- _Task goal_: Reproduce the rows word for word, from the start of the rows up to and including the line with "(1260, 313)". Leave the pictures out of your reply.

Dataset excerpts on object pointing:
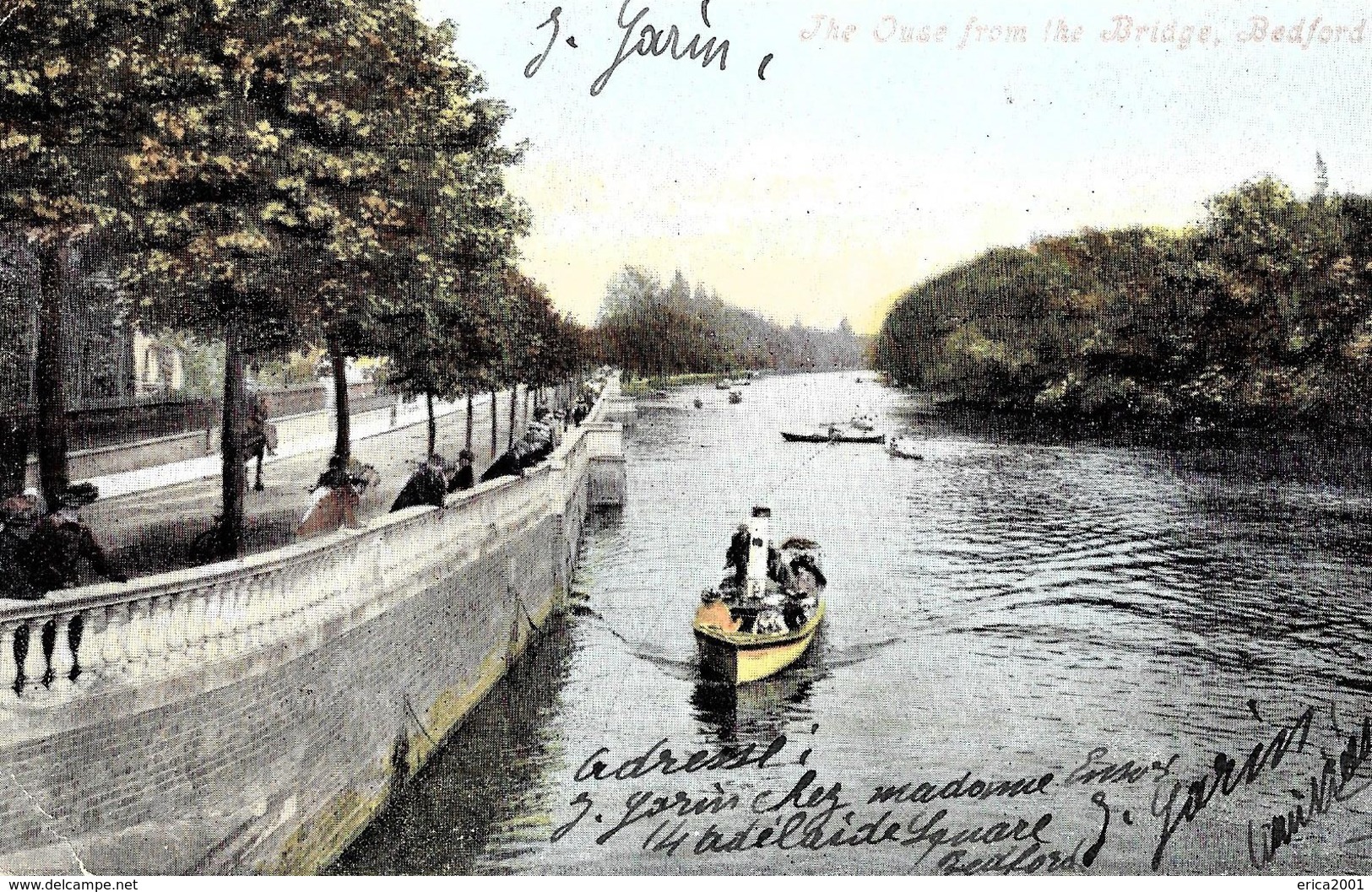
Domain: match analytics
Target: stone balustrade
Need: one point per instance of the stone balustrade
(79, 646)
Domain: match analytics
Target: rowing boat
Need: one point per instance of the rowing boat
(833, 436)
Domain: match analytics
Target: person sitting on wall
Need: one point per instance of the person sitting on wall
(464, 479)
(18, 519)
(59, 543)
(427, 486)
(508, 466)
(737, 554)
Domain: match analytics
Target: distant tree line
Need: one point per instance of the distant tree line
(268, 176)
(652, 331)
(1260, 313)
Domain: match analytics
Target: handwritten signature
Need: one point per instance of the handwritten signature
(651, 41)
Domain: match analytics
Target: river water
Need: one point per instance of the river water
(1016, 604)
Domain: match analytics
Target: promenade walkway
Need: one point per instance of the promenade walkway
(147, 519)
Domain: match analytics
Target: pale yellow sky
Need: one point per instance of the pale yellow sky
(862, 166)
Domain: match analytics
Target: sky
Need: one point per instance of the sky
(863, 165)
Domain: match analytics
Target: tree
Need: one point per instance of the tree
(74, 95)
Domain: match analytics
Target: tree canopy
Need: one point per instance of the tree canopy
(1258, 311)
(654, 330)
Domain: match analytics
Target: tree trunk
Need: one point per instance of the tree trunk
(468, 420)
(428, 398)
(342, 422)
(234, 427)
(493, 427)
(50, 376)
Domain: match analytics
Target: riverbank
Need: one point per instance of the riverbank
(252, 716)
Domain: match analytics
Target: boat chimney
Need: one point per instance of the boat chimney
(759, 538)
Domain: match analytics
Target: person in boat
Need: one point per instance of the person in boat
(464, 478)
(59, 543)
(713, 614)
(737, 554)
(427, 486)
(805, 563)
(770, 624)
(778, 571)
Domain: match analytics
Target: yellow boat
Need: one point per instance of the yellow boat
(740, 657)
(766, 615)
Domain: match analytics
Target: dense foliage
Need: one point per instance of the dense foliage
(1262, 311)
(274, 175)
(651, 330)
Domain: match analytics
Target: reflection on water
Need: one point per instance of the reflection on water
(480, 800)
(1003, 608)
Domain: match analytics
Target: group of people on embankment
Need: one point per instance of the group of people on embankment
(43, 549)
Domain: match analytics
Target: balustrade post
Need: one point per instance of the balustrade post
(74, 626)
(18, 641)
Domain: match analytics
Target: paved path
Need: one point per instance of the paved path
(149, 516)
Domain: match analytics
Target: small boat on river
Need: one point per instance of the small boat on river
(904, 447)
(834, 434)
(764, 615)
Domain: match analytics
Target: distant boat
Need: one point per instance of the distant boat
(834, 435)
(904, 447)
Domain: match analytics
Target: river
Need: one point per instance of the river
(1016, 604)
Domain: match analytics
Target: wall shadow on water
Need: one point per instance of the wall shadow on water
(476, 803)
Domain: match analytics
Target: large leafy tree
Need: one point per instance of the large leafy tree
(461, 238)
(76, 77)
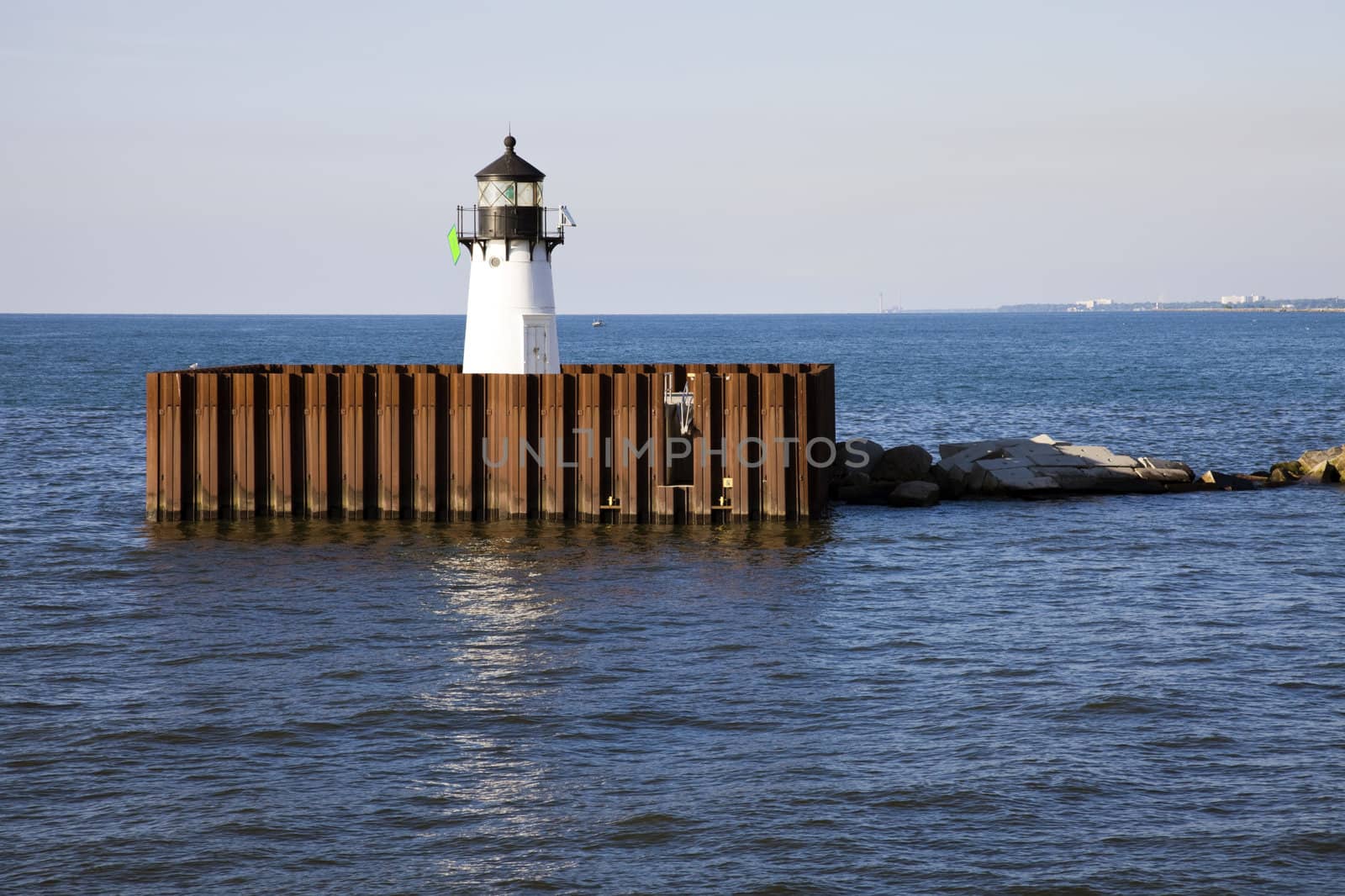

- _Correct output_:
Domain: match analytics
Target: stone balustrade
Need: one point per instance of the stone balustrade
(79, 646)
Domain: match analytics
Target: rowing boat
Need: one point per instance of the rowing boat
(833, 436)
Domain: match analytics
Target: person sitting on wall
Need: one point per instance of the person sitting on wall
(464, 479)
(18, 519)
(59, 543)
(427, 486)
(508, 466)
(737, 554)
Domain: match analytics
Target: distant tree line
Need: one point per instance of the distant tree line
(268, 176)
(652, 331)
(1260, 313)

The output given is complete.